• **WORK ITEM**
Write out the passage from the text on two native Tasmanian mice, beginning at the words "Long-tailed mouse Pseudomys" and stopping after "and some insects.".
==== TEXT EXCERPT ====
Long-tailed mouse Pseudomys higginsi
The long-tailed mouse is the only species of rodent endemic (restricted to) Tasmania. The species reaches about 70 grams in weight and is distinguished by its two-tone tail -- white below and dark above. The tail is longer than head and body.
The species occurs in rainforest and wet and dry sclerophyll forest. It is particularly common in sub-alpine scree - indeed, the unusually long hindfeet of the species suggest that it may hop from rock to rock in such a habitat. Its broad diet includes lichen, bryophytes, ferns, seeds, fruit and some insects.
Breeding occurs from late spring to late summer, with one or two litters averaging 3-4 young, being produced each year. Gestation is 33 days. Longevity is about 18 months.
New Holland mouse Pseudomys novaehollandiae
The New Holland Mouse is one of only two mammals listed as rare under the Tasmanian Threatened Species Protection Act 1995. (The other is the NZ fur seal). It only occurs in low numbers - and much of its habitat is unprotected. Full details of the measures being taken to ensure its future survival can be found at our threatened species site.
The smallest (25 grams) of our native rodents, the New Holland mouse is very similar in size and appearance to the introduced house mouse. Although it can be distinguished by its slightly larger ears and heavier build, positive identification is based on the absence of a notch on the upper incisors. The house mouse possesses such a notch.
The New Holland mouse is restricted to the few remaining patches of dry coastal heathland and open, heathy forest on Tasmania's north-east coastline. Its diet consists of seeds, insects, fungi, fruit and leaves.
Breeding occurs from late winter to early spring. Gestation is about 32 days. Litter size is 2-6. One litter is produced in their first year of life, and up to four can be produced in their second (and last) year of life.
==== DATASET EXCERPTS ====
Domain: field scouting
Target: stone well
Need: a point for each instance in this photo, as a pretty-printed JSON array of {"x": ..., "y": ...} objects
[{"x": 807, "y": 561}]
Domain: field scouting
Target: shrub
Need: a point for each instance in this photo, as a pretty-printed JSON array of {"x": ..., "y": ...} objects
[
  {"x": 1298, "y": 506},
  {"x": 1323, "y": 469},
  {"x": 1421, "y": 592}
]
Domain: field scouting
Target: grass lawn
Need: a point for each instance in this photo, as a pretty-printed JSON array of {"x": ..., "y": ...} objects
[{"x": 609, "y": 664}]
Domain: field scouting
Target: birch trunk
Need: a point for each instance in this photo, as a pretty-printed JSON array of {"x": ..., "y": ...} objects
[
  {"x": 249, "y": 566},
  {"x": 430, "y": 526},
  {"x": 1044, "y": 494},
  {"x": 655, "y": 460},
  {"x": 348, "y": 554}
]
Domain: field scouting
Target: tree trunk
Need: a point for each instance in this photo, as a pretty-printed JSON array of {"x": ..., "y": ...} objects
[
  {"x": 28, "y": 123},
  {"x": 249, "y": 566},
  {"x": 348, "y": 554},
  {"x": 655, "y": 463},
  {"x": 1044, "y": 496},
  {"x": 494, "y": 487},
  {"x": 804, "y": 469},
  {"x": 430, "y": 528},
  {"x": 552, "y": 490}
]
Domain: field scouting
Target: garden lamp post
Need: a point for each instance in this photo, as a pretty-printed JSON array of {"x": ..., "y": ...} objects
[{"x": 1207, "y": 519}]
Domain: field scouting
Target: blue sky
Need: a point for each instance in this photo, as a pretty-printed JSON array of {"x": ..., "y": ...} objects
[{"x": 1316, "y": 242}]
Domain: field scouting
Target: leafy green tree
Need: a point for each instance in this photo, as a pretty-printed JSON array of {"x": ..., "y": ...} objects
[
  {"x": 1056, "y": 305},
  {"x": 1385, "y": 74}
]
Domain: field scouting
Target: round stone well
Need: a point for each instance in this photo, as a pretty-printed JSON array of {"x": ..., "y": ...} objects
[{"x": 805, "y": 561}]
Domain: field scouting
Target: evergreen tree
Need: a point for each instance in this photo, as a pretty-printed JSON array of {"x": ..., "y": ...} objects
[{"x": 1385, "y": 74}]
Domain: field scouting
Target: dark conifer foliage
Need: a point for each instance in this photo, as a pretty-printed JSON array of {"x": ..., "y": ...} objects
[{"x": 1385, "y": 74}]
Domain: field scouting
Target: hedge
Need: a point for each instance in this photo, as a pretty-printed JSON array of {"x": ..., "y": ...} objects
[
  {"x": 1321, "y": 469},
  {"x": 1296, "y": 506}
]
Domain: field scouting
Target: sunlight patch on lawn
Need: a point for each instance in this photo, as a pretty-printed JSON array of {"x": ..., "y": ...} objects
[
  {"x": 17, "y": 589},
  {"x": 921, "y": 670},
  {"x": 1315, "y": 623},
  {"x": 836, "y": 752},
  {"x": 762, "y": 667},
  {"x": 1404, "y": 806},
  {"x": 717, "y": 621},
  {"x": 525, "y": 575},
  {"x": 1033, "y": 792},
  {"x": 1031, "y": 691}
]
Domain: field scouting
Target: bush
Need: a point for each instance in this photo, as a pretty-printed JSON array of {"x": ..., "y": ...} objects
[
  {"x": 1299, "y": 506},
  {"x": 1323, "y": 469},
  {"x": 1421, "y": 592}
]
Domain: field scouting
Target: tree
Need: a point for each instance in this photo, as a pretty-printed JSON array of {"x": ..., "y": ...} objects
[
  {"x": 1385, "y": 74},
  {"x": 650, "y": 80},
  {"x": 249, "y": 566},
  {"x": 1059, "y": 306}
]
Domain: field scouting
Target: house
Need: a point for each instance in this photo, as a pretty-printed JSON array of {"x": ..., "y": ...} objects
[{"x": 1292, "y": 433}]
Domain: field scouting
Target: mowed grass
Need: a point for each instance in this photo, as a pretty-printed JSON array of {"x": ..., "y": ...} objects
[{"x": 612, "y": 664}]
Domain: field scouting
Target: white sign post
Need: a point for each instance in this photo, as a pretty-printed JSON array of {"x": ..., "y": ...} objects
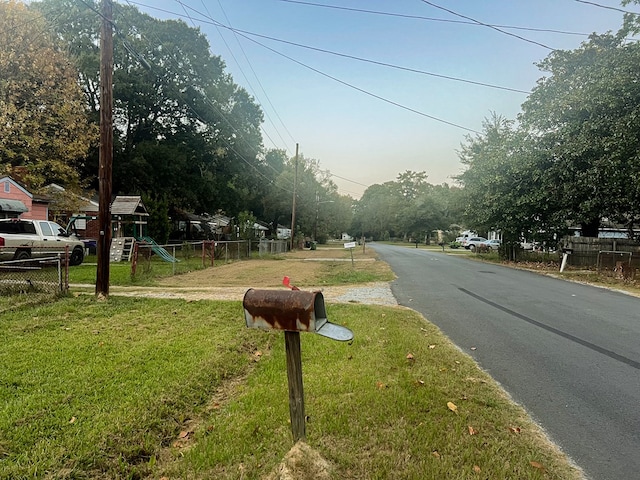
====
• **REPLY TO THE TASK**
Long-tailed mouse Pseudomys higginsi
The long-tailed mouse is the only species of rodent endemic (restricted to) Tasmania. The species reaches about 70 grams in weight and is distinguished by its two-tone tail -- white below and dark above. The tail is longer than head and body.
The species occurs in rainforest and wet and dry sclerophyll forest. It is particularly common in sub-alpine scree - indeed, the unusually long hindfeet of the species suggest that it may hop from rock to rock in such a habitat. Its broad diet includes lichen, bryophytes, ferns, seeds, fruit and some insects.